• _Your assignment_
Can you write the next part of the essay on suffering and trusting God, picking up after its final sentence?

• _Document section_

-*-*-

In my life, after all, I’ve known many believers who shared their “avenues through the pain”: the ways that God shielded them from terrible things that happened to them. At times, it seems, God does protect us from suffering even when we are in the middle of the furnace (see: Shadrach, Meshach, and Abednego). Sometimes when we do suffer, He spares us the memory of it after the fact.
And then, sometimes, He doesn’t (see: Job, the Psalms, Jesus).
Yet I somehow forgot this or thought that I was entitled to more. I internalized somewhere that when God promised joy would follow mourning, the promise of the joy would negate that mourning, or allow me in some way to bypass it. That redemption meant I wouldn’t have to drink the fullness of whatever cup of sorrow is meant for me.
But that is not correct. As I’ve worked through all of this, I’ve realized how little, at times, I trust God.
There is a therapeutic modality called “radical acceptance” that stresses acknowledging difficulties and suffering without trying to judge or resist them. To simply say, “it is what it is,” to acknowledge your feelings, and then to proceed without being ruled by them. With its roots in Buddhism and the deeper implications of the practice, radical acceptance isn’t a practice whose principles I can fully embrace. But Christian acceptance does, and for me it looks a lot like this:
This situation is given to me today. Can I accept that this too is under God’s will and therefore will be made good in some way, while also acknowledging that it hurts? Can I believe that God’s love and my hurt can both exist and not contradict each other? Do I trust God even when I am in what feels like unbearable circumstances?
These sound like elementary truths. Of course God loves me while I am suffering, and of course there are special graces for the sufferer. Of course all we experience is under the sovereignty of God and will work to good according to His purpose, and of course we can feel miserable while also experiencing joy and peace in that understanding and through His love. Of course I can trust God.
And yet—not many of us are taught to suffer well, despite this being integral to our faith.
The Christianity playing out in many churches today wants to focus on victory: on what it means, crassly, to “win.” This Christianity wants us to believe that God’s special people, most beloved by Him, will enjoy special blessings and special graces and that all of this translates to power, authority, prosperity in every sense both here and in the kingdom to come.

-*-*-

[Data excerpts]
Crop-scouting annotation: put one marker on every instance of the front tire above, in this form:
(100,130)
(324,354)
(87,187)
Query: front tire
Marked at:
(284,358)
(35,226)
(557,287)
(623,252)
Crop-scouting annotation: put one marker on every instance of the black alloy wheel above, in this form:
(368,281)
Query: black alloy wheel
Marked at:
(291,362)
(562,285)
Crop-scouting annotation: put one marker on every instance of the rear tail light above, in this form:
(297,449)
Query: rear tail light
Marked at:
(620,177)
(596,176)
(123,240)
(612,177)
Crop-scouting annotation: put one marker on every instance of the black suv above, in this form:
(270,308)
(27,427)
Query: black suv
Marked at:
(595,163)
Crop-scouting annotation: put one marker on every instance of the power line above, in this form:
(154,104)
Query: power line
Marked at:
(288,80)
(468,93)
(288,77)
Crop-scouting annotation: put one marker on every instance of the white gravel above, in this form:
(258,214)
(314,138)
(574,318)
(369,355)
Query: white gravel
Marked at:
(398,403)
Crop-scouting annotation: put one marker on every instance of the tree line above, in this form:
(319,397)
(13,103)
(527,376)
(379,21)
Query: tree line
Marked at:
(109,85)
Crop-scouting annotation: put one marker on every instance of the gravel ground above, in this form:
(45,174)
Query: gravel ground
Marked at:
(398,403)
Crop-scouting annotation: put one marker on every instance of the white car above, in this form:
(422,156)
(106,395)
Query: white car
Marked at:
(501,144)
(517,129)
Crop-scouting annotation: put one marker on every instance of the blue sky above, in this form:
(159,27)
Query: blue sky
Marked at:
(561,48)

-*-*-

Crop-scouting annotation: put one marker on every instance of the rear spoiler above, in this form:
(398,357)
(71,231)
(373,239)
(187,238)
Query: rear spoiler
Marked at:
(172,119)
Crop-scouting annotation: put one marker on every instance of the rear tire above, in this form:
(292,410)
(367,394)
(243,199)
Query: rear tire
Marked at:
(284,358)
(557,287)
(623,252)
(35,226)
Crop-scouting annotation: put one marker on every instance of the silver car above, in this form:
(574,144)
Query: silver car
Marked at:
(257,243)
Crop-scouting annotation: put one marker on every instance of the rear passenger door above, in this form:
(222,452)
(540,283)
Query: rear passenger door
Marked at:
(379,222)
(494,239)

-*-*-

• _Answer section_
Consequently, we tend to skip over or dismiss great pain, weakness, and suffering. We don’t want those experiences. We don’t want to think about having to endure. We don’t want to think about what it means to stagger through grief or loss or reckoning. We don’t want to reckon that God’s gifts may not be what we would wish.
But Holy Week is a haunting reminder that no victory comes without a cost.
I am, every year, somehow surprised by the sudden turn Palm Sunday takes. Yesterday the service started out with our palm fronds waving in the air and choruses of hosanna; it ended with the darkness of Good Friday ahead. Victory looks like resurrection, but there is no resurrection without death.
I’ve written before about how God was distinctly present to me in some of my suffering in a way that He had not been present to me before. Those who suffer and struggle do receive riches that it is easy to forget and easier to dismiss when they are not an immediate remedy for hurt. I remind myself of these frequently; they are precious.
The truth is, I’m feeling better these days, and it has nothing to do with circumstance.
That’s because there’s always something: a job frustration, a betrayal by a friend you thought you knew, an illness or a happenstance, something that throws life into disarray. That’s a feature, not a bug, of being human. To accept these things with open hands, believing in God’s goodness and His love, is the practice of a lifetime and produces a great change in us, if we do not give up. This is what I am slowly learning, slowly practicing, in ways my younger self was never able to accomplish.
It’s also too tempting to skip to Easter. But Good Friday must precede it.
If we must suffer, I hope we suffer well.